> **What you need to do**
Your task is to retype all of the records below with complete accuracy.
========================
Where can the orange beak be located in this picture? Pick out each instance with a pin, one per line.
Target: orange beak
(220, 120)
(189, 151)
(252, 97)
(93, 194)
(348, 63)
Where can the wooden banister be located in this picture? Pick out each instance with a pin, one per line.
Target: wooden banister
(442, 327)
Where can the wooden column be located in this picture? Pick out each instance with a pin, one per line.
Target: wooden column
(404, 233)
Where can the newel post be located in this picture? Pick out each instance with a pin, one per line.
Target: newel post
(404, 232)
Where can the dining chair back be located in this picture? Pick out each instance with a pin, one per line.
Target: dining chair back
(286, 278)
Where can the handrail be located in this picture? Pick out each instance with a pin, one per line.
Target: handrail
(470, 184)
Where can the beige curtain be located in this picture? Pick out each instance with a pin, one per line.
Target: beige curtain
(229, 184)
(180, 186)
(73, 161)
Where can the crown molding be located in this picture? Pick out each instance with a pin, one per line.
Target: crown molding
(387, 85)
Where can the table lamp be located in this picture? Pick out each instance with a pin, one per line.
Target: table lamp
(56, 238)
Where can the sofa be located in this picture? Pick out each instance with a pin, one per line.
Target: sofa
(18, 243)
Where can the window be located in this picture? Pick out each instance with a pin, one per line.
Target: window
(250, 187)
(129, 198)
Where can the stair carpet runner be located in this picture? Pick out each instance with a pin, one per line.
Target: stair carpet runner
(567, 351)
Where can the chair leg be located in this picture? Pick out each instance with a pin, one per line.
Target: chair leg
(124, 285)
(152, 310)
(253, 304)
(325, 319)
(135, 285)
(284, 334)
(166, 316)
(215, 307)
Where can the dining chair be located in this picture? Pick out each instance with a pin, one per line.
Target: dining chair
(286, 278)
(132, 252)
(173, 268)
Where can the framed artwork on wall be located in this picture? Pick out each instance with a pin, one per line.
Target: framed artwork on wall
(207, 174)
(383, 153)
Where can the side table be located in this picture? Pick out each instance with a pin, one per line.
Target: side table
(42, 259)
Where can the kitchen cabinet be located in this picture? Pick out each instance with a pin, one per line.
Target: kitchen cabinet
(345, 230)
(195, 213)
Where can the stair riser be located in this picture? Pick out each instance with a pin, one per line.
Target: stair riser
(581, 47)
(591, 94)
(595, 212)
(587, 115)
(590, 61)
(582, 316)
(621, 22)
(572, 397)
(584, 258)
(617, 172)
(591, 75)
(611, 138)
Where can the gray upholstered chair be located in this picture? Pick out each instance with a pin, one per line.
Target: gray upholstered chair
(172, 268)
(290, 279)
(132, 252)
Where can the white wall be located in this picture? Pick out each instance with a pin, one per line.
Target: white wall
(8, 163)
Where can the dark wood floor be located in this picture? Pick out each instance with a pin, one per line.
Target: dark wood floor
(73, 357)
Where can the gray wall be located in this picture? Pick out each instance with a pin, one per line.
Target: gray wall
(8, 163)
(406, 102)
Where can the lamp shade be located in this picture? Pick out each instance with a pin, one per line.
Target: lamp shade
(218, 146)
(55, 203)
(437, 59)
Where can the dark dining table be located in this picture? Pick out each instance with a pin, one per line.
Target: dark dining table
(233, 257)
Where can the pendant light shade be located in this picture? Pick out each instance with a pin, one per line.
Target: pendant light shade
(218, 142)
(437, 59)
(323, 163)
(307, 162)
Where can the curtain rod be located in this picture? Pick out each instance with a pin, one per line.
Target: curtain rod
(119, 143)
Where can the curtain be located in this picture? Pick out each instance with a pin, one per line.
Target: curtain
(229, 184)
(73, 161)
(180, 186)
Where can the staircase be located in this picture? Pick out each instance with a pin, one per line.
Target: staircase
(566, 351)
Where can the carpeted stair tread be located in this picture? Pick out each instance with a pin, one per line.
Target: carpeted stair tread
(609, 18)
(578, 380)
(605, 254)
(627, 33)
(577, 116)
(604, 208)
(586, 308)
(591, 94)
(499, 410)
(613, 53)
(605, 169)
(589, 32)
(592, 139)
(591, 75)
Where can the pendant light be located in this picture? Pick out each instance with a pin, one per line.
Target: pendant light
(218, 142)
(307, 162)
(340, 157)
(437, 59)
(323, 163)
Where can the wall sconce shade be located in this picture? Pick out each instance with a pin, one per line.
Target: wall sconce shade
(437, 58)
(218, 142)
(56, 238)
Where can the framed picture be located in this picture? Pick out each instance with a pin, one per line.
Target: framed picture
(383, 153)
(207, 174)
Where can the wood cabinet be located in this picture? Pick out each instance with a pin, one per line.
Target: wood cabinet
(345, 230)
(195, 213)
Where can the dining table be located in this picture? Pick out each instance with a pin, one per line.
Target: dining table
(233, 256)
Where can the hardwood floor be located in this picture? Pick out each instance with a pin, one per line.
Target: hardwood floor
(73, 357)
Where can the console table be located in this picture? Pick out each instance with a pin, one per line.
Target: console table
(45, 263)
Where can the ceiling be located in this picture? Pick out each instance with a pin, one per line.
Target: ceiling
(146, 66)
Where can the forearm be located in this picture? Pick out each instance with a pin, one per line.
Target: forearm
========================
> **Solution for this exercise**
Where can the orange beak be located in this picture? Pick out each instance with a pin, one per line.
Target: orange beak
(220, 120)
(189, 151)
(252, 97)
(93, 194)
(348, 63)
Where can the wooden banister be located in this picture? Pick out each instance with a pin, one per line.
Target: wooden banister
(442, 327)
Where can the wooden column be located in this picture? Pick out each instance with a pin, one per line.
Target: wooden column
(404, 233)
Where can the newel post be located in this picture? Pick out each instance with a pin, one per line.
Target: newel post
(404, 232)
Where can the dining chair back be located in this picture? Pick out each instance with a pin, one per line.
Target: dining chair back
(286, 278)
Where can the handrail be located in this picture? Pick out each instance with a pin, one per line.
Target: handrail
(470, 184)
Where can the beige curtain be located in this picture? Pick out each instance with a pin, one per line.
Target: beige curtain
(229, 184)
(180, 186)
(73, 161)
Where can the crown molding be located in this picture? Pick out each instance with a pin, one per line.
Target: crown molding
(387, 85)
Where can the table lamp be located in this picture? Pick out each instance with a pin, one per line.
Target: table lamp
(56, 238)
Where can the sofa be located in this picture? Pick out each instance with a pin, one per line.
Target: sofa
(18, 243)
Where can the window be located in this picture? Pick out each instance with a pin, one per line.
Target: window
(250, 187)
(129, 198)
Where can the stair carpet runner be located in this picture? Pick out each instance with a pin, one per line.
Target: stair carpet runner
(567, 351)
Where can the chair leg be located in this picture? Pick out each instance with a pin, one per line.
Target: chair leg
(124, 285)
(152, 310)
(253, 304)
(325, 319)
(135, 285)
(284, 334)
(166, 316)
(215, 307)
Where can the dining chair be located in this picture? Pick out each instance with a pin, one per line.
Target: dining chair
(286, 278)
(132, 252)
(173, 268)
Where can the framed artwork on wall be located in this picture? Pick out each instance with a pin, one per line.
Target: framed artwork on wall
(207, 174)
(383, 153)
Where can the side table be located in this picture? Pick out each instance with a pin, one per line.
Target: side table
(42, 259)
Where can the kitchen cabinet be located in this picture? Pick out each instance with a pin, one per line.
Target: kitchen cabinet
(345, 230)
(195, 213)
Where can the stair riser be located in this picture? Pick out each instance with a pin, one per line.
Target: stair riser
(581, 47)
(591, 94)
(595, 212)
(587, 115)
(590, 61)
(582, 316)
(621, 22)
(572, 397)
(584, 258)
(617, 172)
(591, 75)
(611, 138)
Where can the gray upholstered chair be located in this picture? Pick out each instance with a pin, one per line.
Target: gray upholstered chair
(172, 268)
(290, 279)
(132, 252)
Where can the white wall be located in this picture? Pick out each instance with a pin, one per line.
Target: white wall
(8, 163)
Where can the dark wood floor be located in this picture? Pick out each instance with a pin, one per line.
Target: dark wood floor
(73, 357)
Where can the gray wall be located in this picture? Pick out each instance with a pin, one per line.
Target: gray wall
(8, 163)
(406, 102)
Where can the lamp shade be located in this picture? Pick out each instance with a pin, one per line.
Target: lamp shade
(218, 146)
(55, 203)
(437, 59)
Where can the dark dining table be located in this picture? Pick out each instance with a pin, one per line.
Target: dark dining table
(233, 257)
Where can the pendant light shade be located in this picture? Pick out each instance with a pin, one per line.
Target: pendant light shade
(218, 142)
(437, 59)
(323, 163)
(307, 162)
Where can the curtain rod be located in this picture? Pick out each instance with a pin, one per line.
Target: curtain rod
(119, 143)
Where can the curtain be located in this picture? Pick out each instance with a pin, one per line.
Target: curtain
(229, 184)
(73, 161)
(180, 186)
Where can the staircase be located in this picture? Pick out each instance with a pin, one per line.
Target: staircase
(566, 351)
Where can the carpeted stair tread be located in this picture? Pick out each instance with a pin, one per line.
Target: carpeted stair tread
(609, 18)
(578, 380)
(605, 254)
(627, 33)
(577, 116)
(604, 208)
(586, 308)
(591, 94)
(499, 410)
(613, 53)
(605, 169)
(589, 32)
(592, 139)
(591, 75)
Where can the pendant light be located in this picture? Pick out each instance with a pin, one per line.
Target: pendant light
(218, 142)
(307, 162)
(340, 157)
(437, 59)
(323, 163)
Where can the wall sconce shade be located in this picture? Pick out each instance with a pin, one per line.
Target: wall sconce shade
(437, 58)
(218, 142)
(56, 238)
Where can the framed picture be located in this picture? Pick out each instance with a pin, one per line.
Target: framed picture
(383, 153)
(207, 174)
Where can the wood cabinet be located in this picture? Pick out each instance with a pin, one per line.
Target: wood cabinet
(345, 230)
(195, 213)
Where can the dining table be located in this picture? Pick out each instance with a pin, one per line.
Target: dining table
(233, 256)
Where can the hardwood floor be located in this picture? Pick out each instance with a pin, one per line.
Target: hardwood floor
(73, 357)
Where can the console table be located in this picture? Pick out each instance with a pin, one per line.
Target: console table
(45, 263)
Where can the ceiling be located in this picture? Pick out each instance with a pin, one per line.
Target: ceiling
(146, 66)
Where can the forearm be located in this picture? Pick out each instance with a pin, one per line.
Target: forearm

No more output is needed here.